Reputations Don't Return When Prosecutors Drop Charges |
Date: Wednesday, June 23, 2010
Author: Bloomberg
David Pinkerton had just left his 8- year-old twins at his in-laws’ home in Morristown, New Jersey, when he learned he was no longer a suspected felon.
Pinkerton’s lawyer called to say that the U.S. prosecutors who had charged the former American International Group Inc. managing director with bribery -- which could have led to a decade in prison -- had dropped the case, Bloomberg Markets reports in its August 2010 issue.
The relief was so great that day in July 2008 that the 6- foot-2-inch-tall (1.88-meter-tall) executive, who had fought the stress of the 31-month-long ordeal with intense gym workouts, broke down and cried.
David Stockman, a former U.S. budget director, lived under the shadow of a fraud indictment for two years before prosecutors dropped the charges without explanation or apology.
“They wrecked my reputation, my business career,” Stockman, 63, says. “I don’t know how you compensate for that.”
Stockman and Pinkerton are among a growing number of executives who have been indicted for corporate crimes in recent years and then had the charges dropped. From 2006 to 2008, the most recent period available, U.S. prosecutors dismissed charges against 42 such defendants for which the most serious charge was securities fraud. That’s more than twice the 20 dismissals in the prior three years, according to the Federal Justice Statistics Resource Center.
Surprising Statistic
The collapse of so many cases is surprising, legal experts say, because U.S. prosecutors are expected to have thoroughly investigated the facts and law before asking a grand jury to bring charges.
At least five indictments were returned -- and then dropped -- by the U.S. Attorney’s Office in Manhattan, which oversees Wall Street.
“This strikes me as very unusual,” says Duke University law professor Samuel Buell, a former prosecutor who brought fraud cases stemming from the collapse of Enron Corp. “These are some of the best prosecutors in the Justice Department.”
The increasing number of dismissals may signify that the transactions in some corporate cases have become so intricate that even top prosecutors have trouble mastering them, Buell says.
The phenomenon may become more widespread as investigators sift through the wreckage of the global financial crisis. Criminal investigators have probed Lehman Brothers Holdings Inc., which filed for bankruptcy in 2008; Countrywide Financial Corp., which Bank of America Corp. acquired that year; and AIG, which got $182 billion in the U.S. bailout, according to people familiar with the probes.
‘Tough to Prove’
If indictments stem from the collapse, Peter Henning, a former Justice Department fraud prosecutor, says he doubts they’ll focus on sophisticated transactions involving mortgage- backed securities.
“Those are very tough cases to prove,” says Henning, who now teaches at Wayne State University Law School in Detroit, citing the acquittals in November of former Bear Stearns Cos. hedge fund managers Ralph Cioffi and Matthew Tannin on fraud charges. Instead, prosecutors will look for clear instances where executives lied about company finances, he says.

**What to do:**
1. Decide whether each statement agrees with the article on dropped charges against executives. Answer yes or no for each, and quote the words from the article that decide it.
(a) From 2006 to 2008, U.S. prosecutors dismissed charges against 42 defendants whose most serious charge was securities fraud.
(b) Stockman lived under a fraud indictment for three years before the charges were dropped.
(c) Pinkerton's ordeal lasted 31 months.
2. Reproduce the article on dropped charges against executives word for word from "David Stockman, a" to "explanation or apology.".
3. Carry on the article on dropped charges against executives from the point where it stops.

**Information supplied:**
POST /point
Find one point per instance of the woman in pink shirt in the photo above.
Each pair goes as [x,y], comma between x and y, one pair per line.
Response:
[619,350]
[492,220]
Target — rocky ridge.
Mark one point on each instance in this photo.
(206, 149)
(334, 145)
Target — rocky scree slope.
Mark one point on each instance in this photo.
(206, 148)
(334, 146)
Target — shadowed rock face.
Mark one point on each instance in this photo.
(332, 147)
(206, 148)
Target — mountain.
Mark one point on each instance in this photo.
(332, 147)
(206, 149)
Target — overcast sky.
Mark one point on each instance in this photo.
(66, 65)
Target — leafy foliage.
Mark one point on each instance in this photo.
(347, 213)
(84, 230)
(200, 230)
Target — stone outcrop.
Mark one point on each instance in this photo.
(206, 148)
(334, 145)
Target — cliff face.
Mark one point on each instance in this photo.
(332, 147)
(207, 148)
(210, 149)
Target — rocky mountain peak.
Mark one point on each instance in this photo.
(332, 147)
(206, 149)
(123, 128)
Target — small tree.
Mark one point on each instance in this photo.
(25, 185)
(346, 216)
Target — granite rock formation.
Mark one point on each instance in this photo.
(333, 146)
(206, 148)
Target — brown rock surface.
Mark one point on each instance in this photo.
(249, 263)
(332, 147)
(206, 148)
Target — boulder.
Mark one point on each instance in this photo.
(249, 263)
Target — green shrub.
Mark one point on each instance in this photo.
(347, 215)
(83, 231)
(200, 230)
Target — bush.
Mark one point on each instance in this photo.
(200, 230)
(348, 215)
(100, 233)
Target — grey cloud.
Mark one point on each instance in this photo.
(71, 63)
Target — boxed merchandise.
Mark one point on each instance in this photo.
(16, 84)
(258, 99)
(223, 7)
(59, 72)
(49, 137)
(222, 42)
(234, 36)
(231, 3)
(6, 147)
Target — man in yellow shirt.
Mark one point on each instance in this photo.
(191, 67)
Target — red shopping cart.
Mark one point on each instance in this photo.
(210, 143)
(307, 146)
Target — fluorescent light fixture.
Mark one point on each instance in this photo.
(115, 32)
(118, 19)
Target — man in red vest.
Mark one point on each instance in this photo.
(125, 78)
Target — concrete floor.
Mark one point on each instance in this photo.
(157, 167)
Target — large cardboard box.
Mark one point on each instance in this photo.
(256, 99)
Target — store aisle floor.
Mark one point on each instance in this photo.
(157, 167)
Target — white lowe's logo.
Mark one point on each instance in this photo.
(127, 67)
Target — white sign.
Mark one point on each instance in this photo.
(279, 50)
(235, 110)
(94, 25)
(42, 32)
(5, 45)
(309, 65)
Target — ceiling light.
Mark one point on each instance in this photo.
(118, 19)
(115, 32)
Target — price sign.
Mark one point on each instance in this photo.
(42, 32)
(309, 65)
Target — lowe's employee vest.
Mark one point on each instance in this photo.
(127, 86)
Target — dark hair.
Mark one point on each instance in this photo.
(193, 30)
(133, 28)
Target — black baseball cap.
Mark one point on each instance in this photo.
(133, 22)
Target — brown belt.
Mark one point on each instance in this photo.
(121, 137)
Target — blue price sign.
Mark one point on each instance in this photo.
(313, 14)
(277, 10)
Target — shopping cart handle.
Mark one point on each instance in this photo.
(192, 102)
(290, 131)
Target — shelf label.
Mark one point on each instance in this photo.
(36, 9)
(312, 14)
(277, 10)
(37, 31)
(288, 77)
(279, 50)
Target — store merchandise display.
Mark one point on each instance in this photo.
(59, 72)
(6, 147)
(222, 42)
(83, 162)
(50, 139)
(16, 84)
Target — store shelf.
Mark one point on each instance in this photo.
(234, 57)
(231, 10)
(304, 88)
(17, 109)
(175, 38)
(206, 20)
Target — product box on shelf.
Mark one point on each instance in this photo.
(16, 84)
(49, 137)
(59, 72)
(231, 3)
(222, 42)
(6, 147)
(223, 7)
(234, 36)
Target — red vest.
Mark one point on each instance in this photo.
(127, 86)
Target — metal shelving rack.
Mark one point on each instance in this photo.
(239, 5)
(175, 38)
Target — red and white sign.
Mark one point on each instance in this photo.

**Answers below:**
1.
(a) Yes: "From 2006 to 2008, the most recent period available, U.S. prosecutors dismissed charges against 42 such defendants for which the most serious charge was securities fraud."
(b) No: "lived under the shadow of a fraud indictment for two years"
(c) Yes: "the stress of the 31-month-long ordeal"

2.
David Stockman, a former U.S. budget director, lived under the shadow of a fraud indictment for two years before prosecutors dropped the charges without explanation or apology.

3.
Compassionate Decision
Yusill Scribner, a spokeswoman for U.S. Attorney Preet Bharara in New York, who took office after the Manhattan dismissals, declined to comment. A dismissal -- or what lawyers call a nolle prosequi -- may result when the evidence or law changes or because prosecutors make a tactical or even a compassionate decision, says Bruce Green, a professor at Fordham University School of Law.
“It should only be necessary in the rarest of circumstances,” says Michael Garcia, who was U.S. attorney in Manhattan from September 2005 to November 2008. “But the circumstances arise.”
Kevin McDonald, who was acting U.S. attorney in South Carolina until May, says prosecutors owed no apology after dismissing fraud charges against four former executives of a company acquired by WebMD Corp. His office would have pressed the case, which was developed by agents with accounting expertise, had there not been adverse legal rulings before the trial, he says.
“A grand jury indicted them based on the strength of the evidence,” he says. “It’s not unusual during the course of the case and the investigation for the facts and circumstances to change and for rulings to limit the admissibility of evidence.”
Silent Blackberry
Alan Vinegrad, U.S. attorney in Brooklyn, New York, in 2001 and 2002, praises prosecutors for reconsidering cases while also urging them to ask what went wrong.
“My own view would be, ‘How come we didn’t think of this before we indicted the case?’” he says.
Though exonerated defendants may sue for fees, there is no legal provision for repairing a damaged reputation.
“Somebody made an allegation that I did something improper, and everything got thrown under the bus,” Pinkerton, 49, says. “One day, 100 people around the world want to talk to you. The next, your BlackBerry goes silent and you have three friends.”
For a public figure such as Stockman, the impact was magnified. Television cameras rolled at a packed press conference on March 26, 2007, as Garcia announced the indictment of the former director of the Office of Management and Budget under President Ronald Reagan.
Allegations of Fraud
Flanked by investigators, Garcia said Stockman had lied in regulatory filings and defrauded investors of $1.35 billion in a scheme to raise capital and save Collins & Aikman Corp., the Southfield, Michigan-based auto parts maker of which he was chairman, from bankruptcy.
Stockman’s private-equity firm, Heartland Industrial Partners LP, paid $260 million for the parts maker in 2001 and snapped up other auto-supply companies in a bid to create the dominant supplier of fabric, consoles and other components for automakers. Four years later, in May 2005, Collins & Aikman, with more than $1 billion in debt, filed for bankruptcy as Ford Motor Co. and General Motors Corp. slashed production.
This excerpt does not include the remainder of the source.